- _REQUESTS_:
**a.** Drawing on the text about mapping OpenCL and OpenGL onto Direct3D 12, explain in one to three sentences why DXIL is built on an older version of the LLVM bitcode format.
**b.** Pick up the text about mapping OpenCL and OpenGL onto Direct3D 12 right after its final sentence, and keep writing.

- _TEXT PROVIDED_:

This work builds on a lot of previous work. First and foremost, we are building this by using Mesa 3D, with the Gallium interface as the base for the OpenGL layer, and NIR as the base for the OpenCL compiler. We are also using LLVM and the SPIRV-LLVM-Translator from Khronos as the compiler front-end.
In addition, we are taking advantage of Microsoft's experience in creating their D3D12 Translation Layer, as well as our own experience from developing Zink.
Mesa 3D is an open source implementation of several graphics technologies, including OpenCL and OpenGL. The OpenGL implementation in Mesa is robust and is used as the base for several industry-strength OpenGL drivers from multiple GPU vendors.
Among other things, Mesa consists of several API implementations (called state-trackers) as well as the Gallium low-level driver interface. The Gallium interface hides a lot of the legacy OpenGL details and translates OpenGL calls into something that looks more like modern GPU primitives.
Not all Windows-powered devices have consistent support for hardware-accelerated OpenCL and OpenGL. So in order to improve application compatibility, we are building a generic solution to the problem. This means that a GPU vendor only has to implement a D3D12 driver for their hardware in order to support all three APIs.
This mapping layer is also expected to serve as a starting point in porting older OpenCL and OpenGL applications over to D3D12.
In addition, we believe this is good for the wider open source community. A lot of the problems we are solving here are shared with other drivers and translation layers, and we hope that the code will be useful beyond the use cases listed above.
The work is largely split into three parts: an OpenCL compiler, an OpenCL runtime, and a Gallium driver that builds and executes command-buffers on the GPU using the D3D12 API.
In addition, there is a shared NIR-to-DXIL shader compiler that both components use. For those not familiar with NIR, it is Mesa's internal representation for GPU shaders. Similarly, DXIL is Microsoft's internal representation, which D3D12 drivers will consume and translate into hardware-specific shaders.
The OpenCL compiler uses LLVM and the SPIRV-LLVM-Translator to generate SPIR-V representations of OpenCL kernels. These, in turn, are passed to Mesa's SPIR-V to NIR translator, where some optimizations and semantical translations are done. Then the NIR representation is finally passed to NIR-to-DXIL, which produces a DXIL compute shader and the needed metadata so it can be executed on the GPU by the runtime using D3D12.
Here's a diagram of the complete process, including NIR-to-DXIL, which will be described below:
While Mesa provides an OpenCL implementation called Clover, we are not using it for this project. Instead, we have a new OpenCL runtime that does a more direct translation to the DirectX 12 API.
DXIL is essentially LLVM 3.7 bitcode with some extra metadata and validation. This was a technical choice that made sense for Microsoft because all the major driver vendors already used LLVM in their compiler toolchain. Using an older version of the LLVM bitcode format gives good compatibility with drivers because the LLVM bitcode format is backwards compatible.

- _Detection examples_:
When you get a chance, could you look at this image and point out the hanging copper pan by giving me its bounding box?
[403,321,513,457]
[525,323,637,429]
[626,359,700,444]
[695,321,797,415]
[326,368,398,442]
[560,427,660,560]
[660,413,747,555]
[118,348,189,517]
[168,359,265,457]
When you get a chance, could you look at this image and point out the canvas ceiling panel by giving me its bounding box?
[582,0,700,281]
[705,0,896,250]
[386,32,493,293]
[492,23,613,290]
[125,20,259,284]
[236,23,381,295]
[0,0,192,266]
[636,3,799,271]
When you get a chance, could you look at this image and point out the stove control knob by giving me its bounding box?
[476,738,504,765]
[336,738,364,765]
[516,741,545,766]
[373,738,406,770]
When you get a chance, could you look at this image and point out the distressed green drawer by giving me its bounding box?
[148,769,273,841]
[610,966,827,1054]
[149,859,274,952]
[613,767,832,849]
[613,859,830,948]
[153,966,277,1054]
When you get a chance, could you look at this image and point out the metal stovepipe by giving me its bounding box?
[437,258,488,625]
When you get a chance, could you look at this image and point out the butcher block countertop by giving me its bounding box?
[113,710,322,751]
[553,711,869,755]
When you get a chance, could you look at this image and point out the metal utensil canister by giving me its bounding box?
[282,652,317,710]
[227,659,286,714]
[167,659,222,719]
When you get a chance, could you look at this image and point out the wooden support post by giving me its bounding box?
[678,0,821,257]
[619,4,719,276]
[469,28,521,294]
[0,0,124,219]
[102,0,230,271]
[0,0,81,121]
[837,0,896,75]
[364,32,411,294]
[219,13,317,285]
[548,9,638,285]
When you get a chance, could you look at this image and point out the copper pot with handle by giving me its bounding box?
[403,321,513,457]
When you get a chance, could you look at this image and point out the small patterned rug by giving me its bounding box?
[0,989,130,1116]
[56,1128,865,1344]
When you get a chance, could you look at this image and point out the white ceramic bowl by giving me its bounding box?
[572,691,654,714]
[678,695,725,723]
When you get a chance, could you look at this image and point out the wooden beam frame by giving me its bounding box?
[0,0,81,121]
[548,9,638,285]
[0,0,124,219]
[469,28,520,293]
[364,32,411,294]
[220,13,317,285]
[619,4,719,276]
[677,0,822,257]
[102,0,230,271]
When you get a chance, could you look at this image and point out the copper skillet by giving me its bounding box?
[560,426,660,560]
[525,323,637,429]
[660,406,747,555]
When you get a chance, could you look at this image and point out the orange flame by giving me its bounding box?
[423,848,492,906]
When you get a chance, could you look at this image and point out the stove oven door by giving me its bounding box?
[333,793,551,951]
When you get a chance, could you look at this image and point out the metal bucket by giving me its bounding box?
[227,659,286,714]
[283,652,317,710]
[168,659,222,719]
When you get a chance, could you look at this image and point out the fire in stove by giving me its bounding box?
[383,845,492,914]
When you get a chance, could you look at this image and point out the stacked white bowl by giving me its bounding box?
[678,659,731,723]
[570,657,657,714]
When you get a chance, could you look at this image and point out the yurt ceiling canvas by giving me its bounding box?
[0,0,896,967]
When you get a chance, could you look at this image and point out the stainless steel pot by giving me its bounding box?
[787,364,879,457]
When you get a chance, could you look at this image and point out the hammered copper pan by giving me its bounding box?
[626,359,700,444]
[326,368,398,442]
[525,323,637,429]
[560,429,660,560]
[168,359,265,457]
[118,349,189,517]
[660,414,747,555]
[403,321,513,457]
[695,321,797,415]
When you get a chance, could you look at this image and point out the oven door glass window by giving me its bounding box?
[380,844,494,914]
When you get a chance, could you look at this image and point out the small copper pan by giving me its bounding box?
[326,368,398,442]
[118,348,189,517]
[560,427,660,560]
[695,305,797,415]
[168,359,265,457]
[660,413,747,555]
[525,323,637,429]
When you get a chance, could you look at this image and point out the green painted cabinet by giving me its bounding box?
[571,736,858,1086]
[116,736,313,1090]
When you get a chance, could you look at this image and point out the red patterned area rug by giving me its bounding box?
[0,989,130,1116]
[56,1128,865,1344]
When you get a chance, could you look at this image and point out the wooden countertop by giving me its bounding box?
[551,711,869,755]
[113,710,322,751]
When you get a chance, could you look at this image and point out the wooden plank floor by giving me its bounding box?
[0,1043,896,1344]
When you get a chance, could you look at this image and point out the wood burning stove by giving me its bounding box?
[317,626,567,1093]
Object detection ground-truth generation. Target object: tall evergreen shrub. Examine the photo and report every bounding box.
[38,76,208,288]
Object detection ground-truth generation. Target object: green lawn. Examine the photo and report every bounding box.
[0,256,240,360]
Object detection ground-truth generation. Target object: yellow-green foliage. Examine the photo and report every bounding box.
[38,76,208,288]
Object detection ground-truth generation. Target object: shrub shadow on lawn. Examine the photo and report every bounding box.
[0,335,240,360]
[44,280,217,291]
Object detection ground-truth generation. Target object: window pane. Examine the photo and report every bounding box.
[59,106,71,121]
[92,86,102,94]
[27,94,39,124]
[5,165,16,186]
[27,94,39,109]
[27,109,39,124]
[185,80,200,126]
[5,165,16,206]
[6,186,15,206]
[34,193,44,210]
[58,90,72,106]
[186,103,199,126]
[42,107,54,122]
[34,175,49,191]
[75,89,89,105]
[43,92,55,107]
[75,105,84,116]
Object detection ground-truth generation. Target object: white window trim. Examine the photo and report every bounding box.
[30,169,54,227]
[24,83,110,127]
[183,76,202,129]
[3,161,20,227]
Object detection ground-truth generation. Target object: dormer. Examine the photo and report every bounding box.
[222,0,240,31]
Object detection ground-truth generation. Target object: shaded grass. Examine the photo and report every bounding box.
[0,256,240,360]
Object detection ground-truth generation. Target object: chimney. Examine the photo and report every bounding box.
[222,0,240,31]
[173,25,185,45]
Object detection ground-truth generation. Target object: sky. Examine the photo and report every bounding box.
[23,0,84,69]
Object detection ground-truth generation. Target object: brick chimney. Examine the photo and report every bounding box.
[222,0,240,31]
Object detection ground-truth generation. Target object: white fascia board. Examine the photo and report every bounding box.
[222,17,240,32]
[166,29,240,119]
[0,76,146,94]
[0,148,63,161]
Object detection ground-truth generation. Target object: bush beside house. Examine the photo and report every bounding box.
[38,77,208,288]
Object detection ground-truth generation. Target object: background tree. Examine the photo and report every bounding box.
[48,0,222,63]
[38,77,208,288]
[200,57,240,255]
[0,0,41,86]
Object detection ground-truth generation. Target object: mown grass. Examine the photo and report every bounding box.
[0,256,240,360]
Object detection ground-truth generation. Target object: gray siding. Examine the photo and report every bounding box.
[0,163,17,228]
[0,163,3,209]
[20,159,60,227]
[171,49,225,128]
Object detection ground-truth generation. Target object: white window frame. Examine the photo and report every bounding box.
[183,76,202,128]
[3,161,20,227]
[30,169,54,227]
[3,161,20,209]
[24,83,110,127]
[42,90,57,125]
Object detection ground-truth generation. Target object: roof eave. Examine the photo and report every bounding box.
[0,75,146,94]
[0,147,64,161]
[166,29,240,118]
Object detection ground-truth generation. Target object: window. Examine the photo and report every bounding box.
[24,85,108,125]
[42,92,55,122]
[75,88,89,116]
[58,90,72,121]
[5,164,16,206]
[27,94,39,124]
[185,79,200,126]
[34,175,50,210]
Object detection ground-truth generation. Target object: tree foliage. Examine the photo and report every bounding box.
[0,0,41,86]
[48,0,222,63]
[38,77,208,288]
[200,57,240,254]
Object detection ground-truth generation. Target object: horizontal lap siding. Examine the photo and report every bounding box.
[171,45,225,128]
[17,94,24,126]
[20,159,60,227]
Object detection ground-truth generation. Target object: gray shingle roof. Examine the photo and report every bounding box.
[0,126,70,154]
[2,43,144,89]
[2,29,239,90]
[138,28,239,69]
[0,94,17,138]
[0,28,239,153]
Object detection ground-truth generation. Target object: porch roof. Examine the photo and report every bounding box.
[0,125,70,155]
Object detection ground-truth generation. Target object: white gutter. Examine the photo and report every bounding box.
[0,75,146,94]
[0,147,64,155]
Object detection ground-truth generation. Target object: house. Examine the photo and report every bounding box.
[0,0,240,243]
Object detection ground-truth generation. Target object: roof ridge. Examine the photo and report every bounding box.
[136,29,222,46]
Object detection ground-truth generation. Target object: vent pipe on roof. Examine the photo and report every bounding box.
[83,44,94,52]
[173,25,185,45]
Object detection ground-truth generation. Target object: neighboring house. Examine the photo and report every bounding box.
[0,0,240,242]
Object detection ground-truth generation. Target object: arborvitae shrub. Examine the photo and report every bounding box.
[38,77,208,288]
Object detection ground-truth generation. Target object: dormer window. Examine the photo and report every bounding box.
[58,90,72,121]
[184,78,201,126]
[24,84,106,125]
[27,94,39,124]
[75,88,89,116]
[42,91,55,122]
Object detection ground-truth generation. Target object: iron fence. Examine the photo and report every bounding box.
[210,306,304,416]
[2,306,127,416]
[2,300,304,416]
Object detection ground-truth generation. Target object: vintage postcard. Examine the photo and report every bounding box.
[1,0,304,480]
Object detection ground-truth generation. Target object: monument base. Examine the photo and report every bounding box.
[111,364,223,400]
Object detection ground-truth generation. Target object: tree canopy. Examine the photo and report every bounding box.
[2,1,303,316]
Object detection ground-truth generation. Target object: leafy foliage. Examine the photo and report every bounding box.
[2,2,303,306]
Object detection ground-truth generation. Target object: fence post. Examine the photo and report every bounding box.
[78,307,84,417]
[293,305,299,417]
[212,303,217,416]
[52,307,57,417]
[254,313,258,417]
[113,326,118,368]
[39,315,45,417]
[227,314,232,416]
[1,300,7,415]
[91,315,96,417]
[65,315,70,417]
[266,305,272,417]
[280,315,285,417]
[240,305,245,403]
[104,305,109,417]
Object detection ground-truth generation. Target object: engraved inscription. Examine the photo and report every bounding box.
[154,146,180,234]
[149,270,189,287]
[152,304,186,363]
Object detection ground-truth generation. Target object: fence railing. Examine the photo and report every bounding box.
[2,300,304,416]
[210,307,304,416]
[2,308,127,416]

- _EXPECTED ANSWERS_:
**a.** DXIL is essentially LLVM 3.7 bitcode with some extra metadata and validation. Microsoft chose LLVM because all the major driver vendors already used it in their compiler toolchains. An older version of the format gives good compatibility with drivers because LLVM bitcode is backwards compatible.

**b.**
Because we depend on a much more recent version of LLVM for the compiler front-end, we sadly cannot easily use the DirectX Shader Compiler as a compiler back-end. The DirectX Shader Compiler is effectively a fork of LLVM 3.7, and we are currently using LLVM 10.0 for the compiler front-end. Using DirectX Shader Compiler as that would require us to link two different versions of LLVM into the same binary, which would have led to problems.
We also cannot easily use LLVM itself to generate the bitcode. While the LLVM bitcode format is backwards compatible, LLVM itself is not *forward compatible*. This means that newer versions of LLVM cannot produce a bitcode format that is understood by older versions. This makes sense from LLVM's point of view because it was never meant as a general interchange format.
So instead, we have decided to implement our own DXIL emitter. This is quite a bit harder than it looks because LLVM bitcode goes to great lengths to try to make the format as dense as possible. For instance, LLVM does not store its bitcode as a sequence of bytes and words, but rather as variable-width bitfields in a long sequence of bits.
There are a lot of tricky details to get right, but in the end we have a compiler that works.
The D3D12 Gallium driver is the last piece of the puzzle. Essentially, it takes OpenGL commands and, with the help of the NIR to DXIL translator, turns them into D3D12 command-buffers, which it executes on the GPU using the D3D12 driver.
There are a lot of interesting details that makes this tricky as well, but I will save those details for later.
But to not leave you empty-handed, here's a screenshot of the Windows version of the famous glxgears, wglgears:
In the short term, the source code can be found here. We intend on upstreaming this work into the main Mesa repository shortly, so it is not a permanent home.
This is just the announcement, and a whole lot of work is left to be done. We have something that works in some cases right now, but we are just starting to scratch the surface.
First of all, we need to get up to the feature-level that we target. Our goals at the moment is to pass conformance tests for OpenCL 1.2 and OpenGL 3.3. We have a long way to go, but with some hard work and sweat, I am sure we will get there.
Secondly, we need to work on application compatibility. For now we will be focusing on productivity applications.
We also want to upstream this in Mesa. This way we can keep up with fixes and new features in Mesa, and other drivers can benefit from what we are doing as well.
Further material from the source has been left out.